* [Поставленная задача]: Поменяйте «walking cane» на «wooden cane» и перепишите материал от строки с «each like [441,107].» до конца материала включительно, ничего больше не меняя.

Записи разметки позиций:
★ ★ ★

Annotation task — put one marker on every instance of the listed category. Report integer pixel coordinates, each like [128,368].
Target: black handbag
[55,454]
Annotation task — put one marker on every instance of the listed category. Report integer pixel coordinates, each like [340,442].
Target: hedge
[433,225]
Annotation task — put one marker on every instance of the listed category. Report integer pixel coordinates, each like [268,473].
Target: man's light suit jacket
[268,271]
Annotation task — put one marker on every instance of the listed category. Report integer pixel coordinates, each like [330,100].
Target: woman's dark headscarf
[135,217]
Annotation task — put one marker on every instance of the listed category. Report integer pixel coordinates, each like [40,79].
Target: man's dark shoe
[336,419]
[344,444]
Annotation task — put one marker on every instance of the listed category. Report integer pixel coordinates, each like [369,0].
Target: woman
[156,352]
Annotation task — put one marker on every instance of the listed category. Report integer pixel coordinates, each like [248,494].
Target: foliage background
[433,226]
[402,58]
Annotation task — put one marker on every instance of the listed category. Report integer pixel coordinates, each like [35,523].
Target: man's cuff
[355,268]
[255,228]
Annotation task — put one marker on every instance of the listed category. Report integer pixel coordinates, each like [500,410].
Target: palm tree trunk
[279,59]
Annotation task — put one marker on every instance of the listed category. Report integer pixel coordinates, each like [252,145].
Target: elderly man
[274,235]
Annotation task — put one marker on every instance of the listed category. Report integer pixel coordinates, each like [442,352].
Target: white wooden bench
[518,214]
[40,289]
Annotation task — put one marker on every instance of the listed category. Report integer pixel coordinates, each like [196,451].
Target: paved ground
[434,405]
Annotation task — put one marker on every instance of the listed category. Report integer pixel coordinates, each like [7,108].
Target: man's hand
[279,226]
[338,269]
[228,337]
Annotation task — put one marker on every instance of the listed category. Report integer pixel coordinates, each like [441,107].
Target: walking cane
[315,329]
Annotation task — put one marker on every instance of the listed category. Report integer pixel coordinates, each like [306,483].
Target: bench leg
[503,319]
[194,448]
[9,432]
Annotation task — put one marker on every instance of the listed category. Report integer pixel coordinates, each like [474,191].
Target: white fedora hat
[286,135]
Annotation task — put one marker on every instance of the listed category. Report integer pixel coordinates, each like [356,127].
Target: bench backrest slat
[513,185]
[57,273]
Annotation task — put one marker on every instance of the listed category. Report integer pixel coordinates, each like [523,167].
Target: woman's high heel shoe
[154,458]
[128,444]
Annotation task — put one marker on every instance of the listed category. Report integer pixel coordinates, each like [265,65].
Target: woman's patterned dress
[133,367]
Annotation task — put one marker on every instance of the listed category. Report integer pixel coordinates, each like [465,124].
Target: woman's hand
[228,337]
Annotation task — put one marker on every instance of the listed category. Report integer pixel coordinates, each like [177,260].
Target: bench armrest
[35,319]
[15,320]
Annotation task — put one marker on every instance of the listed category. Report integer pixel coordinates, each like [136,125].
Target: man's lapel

★ ★ ★

* [Результат выполнения]:
Annotation task — put one marker on every instance of the listed category. Report integer pixel coordinates, each like [441,107].
Target: wooden cane
[315,329]
Annotation task — put one marker on every instance of the listed category. Report integer pixel coordinates, each like [306,483].
Target: bench leg
[503,319]
[194,448]
[9,432]
Annotation task — put one marker on every instance of the listed category. Report integer pixel coordinates, each like [474,191].
Target: white fedora hat
[286,135]
Annotation task — put one marker on every instance of the listed category. Report integer pixel coordinates, each like [356,127].
Target: bench backrest slat
[513,185]
[57,273]
Annotation task — put one marker on every instance of the listed category. Report integer pixel coordinates, each like [523,167].
Target: woman's high heel shoe
[154,458]
[128,444]
Annotation task — put one marker on every instance of the listed category. Report integer pixel coordinates, each like [265,65].
Target: woman's patterned dress
[133,367]
Annotation task — put one marker on every instance of the listed category. Report integer pixel coordinates, each like [465,124].
Target: woman's hand
[228,337]
Annotation task — put one marker on every instance of the listed category. Report integer pixel coordinates, each like [177,260].
Target: bench armrest
[35,319]
[15,320]
Annotation task — put one marker on every instance of the listed category. Report integer pixel coordinates, each like [136,125].
Target: man's lapel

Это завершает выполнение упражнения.